What you have to do:
Could you print all of the data below again, exactly?

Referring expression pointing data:
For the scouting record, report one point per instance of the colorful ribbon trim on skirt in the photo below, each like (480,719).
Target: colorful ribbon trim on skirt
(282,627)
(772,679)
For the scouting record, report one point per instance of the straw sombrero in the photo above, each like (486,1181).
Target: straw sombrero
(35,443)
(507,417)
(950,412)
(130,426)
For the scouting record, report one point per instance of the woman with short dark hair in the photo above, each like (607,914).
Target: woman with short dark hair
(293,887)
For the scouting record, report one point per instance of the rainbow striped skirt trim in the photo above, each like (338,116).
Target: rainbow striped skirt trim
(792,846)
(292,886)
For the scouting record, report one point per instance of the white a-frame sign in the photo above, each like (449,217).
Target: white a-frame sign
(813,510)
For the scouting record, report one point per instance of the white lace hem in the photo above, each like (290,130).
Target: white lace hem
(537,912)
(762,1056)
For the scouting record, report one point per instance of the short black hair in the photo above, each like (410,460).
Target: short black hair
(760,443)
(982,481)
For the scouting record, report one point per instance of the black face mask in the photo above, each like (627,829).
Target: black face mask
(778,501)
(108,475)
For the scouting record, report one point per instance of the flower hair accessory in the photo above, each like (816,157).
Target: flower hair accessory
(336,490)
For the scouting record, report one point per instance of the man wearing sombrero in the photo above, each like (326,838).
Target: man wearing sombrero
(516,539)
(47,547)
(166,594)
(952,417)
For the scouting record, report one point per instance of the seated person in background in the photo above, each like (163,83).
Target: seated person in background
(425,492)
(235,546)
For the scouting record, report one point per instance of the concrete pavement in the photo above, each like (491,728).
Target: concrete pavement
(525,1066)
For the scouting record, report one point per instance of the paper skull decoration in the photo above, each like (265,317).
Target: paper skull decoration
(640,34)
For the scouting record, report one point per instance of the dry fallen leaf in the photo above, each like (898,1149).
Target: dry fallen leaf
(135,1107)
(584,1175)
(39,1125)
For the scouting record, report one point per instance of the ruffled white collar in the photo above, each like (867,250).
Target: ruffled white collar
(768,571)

Output below:
For the scouting record, report one point per instance of the colorful ribbon trim on skirt in the photo below, each like (480,719).
Target: colorful ribbon trim on skirt
(282,627)
(772,679)
For the scouting record, report one point per instance of the straw sombrero in the photo above, each like (486,1181).
Target: straw sombrero
(35,443)
(507,417)
(950,412)
(130,426)
For the scouting record, report one point per instance of the woman with short dark hair in the photo above, each like (607,914).
Target: woman with short dark hair
(293,887)
For the scouting record, report one point per instance of the rainbow striped skirt trim in the photo above, each like (338,116).
Target: rainbow striped skirt trim
(792,846)
(292,886)
For the scouting record, report one point per instance of the white a-frame sign in the photo above, each like (449,217).
Target: white a-frame sign
(813,510)
For the scouting record, report one point per instance of the white lace hem in the photo above, each like (290,130).
Target: white lace hem
(537,912)
(762,1056)
For the scouting record, report one point per instance of the short black hair in the photo above, each like (410,460).
Target: short black hair
(760,443)
(982,481)
For the scouting record, report one point per instance of the black face mask in the photo above, each like (627,829).
Target: black face mask
(778,501)
(108,475)
For the scouting record, report one point per instance of the flower hair accessory in the photo above, each like (816,157).
Target: flower hair accessory
(336,490)
For the scouting record, report one point per instance of the man wearing sombrero in the photo above, each like (326,838).
Target: man wearing sombrero
(516,539)
(47,547)
(166,594)
(952,417)
For the scouting record, report one point per instance of the seated person in background in the photo above, each like (163,83).
Target: seated person in background
(425,492)
(235,546)
For the scouting record, report one point per instance of the concrete pavement in the photo above, each like (491,728).
Target: concrete pavement
(525,1066)
For the scouting record, report one point per instance of the paper skull decoration in the photo above, each like (265,317).
Target: paper skull decoration
(640,34)
For the scouting record, report one point per instance of the dry fallen leaf in the photo above, each like (898,1149).
Target: dry fallen leaf
(135,1107)
(584,1175)
(39,1125)
For the scouting record, report one point per instance of the ruffled white collar in the photo above, each like (867,250).
Target: ruffled white collar
(768,571)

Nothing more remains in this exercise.